▶ _Try it_: Write the records out again exactly, leaving no images in.

(Photo-based referring expression data)

========================================================================

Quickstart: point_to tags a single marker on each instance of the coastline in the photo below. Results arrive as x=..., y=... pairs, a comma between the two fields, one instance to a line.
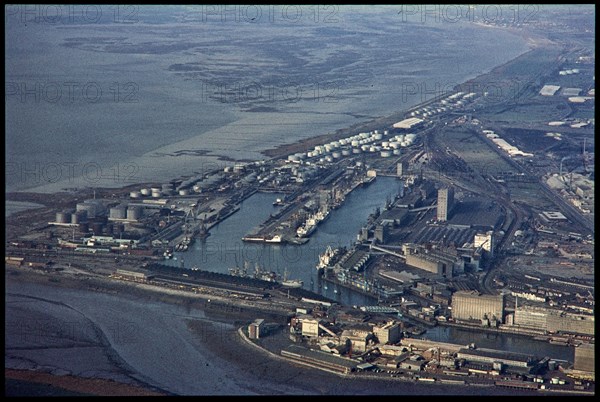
x=36, y=194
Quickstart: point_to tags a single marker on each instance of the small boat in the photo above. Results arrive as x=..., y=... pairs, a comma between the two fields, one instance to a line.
x=292, y=283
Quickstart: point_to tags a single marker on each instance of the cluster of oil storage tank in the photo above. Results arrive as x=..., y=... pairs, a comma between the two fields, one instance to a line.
x=450, y=102
x=93, y=208
x=154, y=192
x=69, y=217
x=356, y=144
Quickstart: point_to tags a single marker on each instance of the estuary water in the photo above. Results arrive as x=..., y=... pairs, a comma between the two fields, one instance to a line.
x=225, y=249
x=106, y=96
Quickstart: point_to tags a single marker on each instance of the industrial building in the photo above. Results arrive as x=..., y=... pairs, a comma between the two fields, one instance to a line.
x=310, y=328
x=256, y=329
x=402, y=168
x=445, y=203
x=585, y=358
x=435, y=261
x=549, y=90
x=471, y=305
x=360, y=336
x=485, y=241
x=515, y=362
x=387, y=333
x=553, y=320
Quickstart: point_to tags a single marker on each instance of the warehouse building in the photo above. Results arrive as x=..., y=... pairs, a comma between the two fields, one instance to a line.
x=387, y=333
x=553, y=320
x=445, y=203
x=585, y=358
x=256, y=329
x=512, y=361
x=471, y=305
x=435, y=261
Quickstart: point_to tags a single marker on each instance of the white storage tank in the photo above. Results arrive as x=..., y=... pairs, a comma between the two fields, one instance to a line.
x=89, y=208
x=134, y=213
x=118, y=212
x=62, y=217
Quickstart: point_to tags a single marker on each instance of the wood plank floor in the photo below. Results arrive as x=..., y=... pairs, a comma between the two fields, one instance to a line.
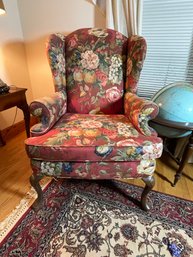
x=15, y=172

========================================================================

▶ _Response area_:
Quickstart: point_to tags a single marker on each instance of the coastline in the photo below. Results arrive as x=..., y=... pairs, a comma between the two fields, one instance to a line.
x=36, y=194
Quickstart: point_to tags a single marker on each instance of the small boat in the photo above. Results arrive as x=..., y=... pairs, a comma between the two fields, one instance to a line.
x=292, y=283
Quickstart: point_to tags a single marker on each instance of the cluster of oil storage tank in the photo above. Results arrive as x=..., y=... pairs, a comma between the two fields, one instance to a line.
x=450, y=102
x=93, y=208
x=154, y=192
x=69, y=217
x=356, y=144
Quickstart: point_to tags a single marker on each instance of the estuary water in the photo above. Results arrive as x=..., y=... pairs, a comma between the two fields, one instance to a line.
x=225, y=249
x=106, y=96
Quickstart: point_to tags a single marker on each instance of the industrial building in the photo above. Results arrive as x=..., y=... pairs, a comma between the two fields, one instance to a line.
x=310, y=328
x=256, y=329
x=402, y=168
x=445, y=203
x=585, y=358
x=435, y=261
x=549, y=90
x=471, y=305
x=360, y=336
x=485, y=241
x=515, y=362
x=387, y=333
x=553, y=320
Quickstart: point_to tags a single marker on each instance of the warehouse building in the photo above. Results arrive as x=..., y=... pairs, a comma between the two fields, one instance to a line.
x=387, y=333
x=553, y=320
x=445, y=203
x=585, y=358
x=256, y=329
x=512, y=361
x=471, y=305
x=435, y=261
Quickstart: point_to tags a single marker on each instance of the white storage tank in the photo above. Results arrive as x=..., y=... pairs, a comma between the two fields, one instance to a line.
x=89, y=208
x=134, y=213
x=118, y=212
x=62, y=217
Quickstart: point_to tags a single marker on each instance of the wood plank floor in the photo below. Results arrive as x=..., y=... pairs, a comma between the two fields, one instance to a line.
x=15, y=172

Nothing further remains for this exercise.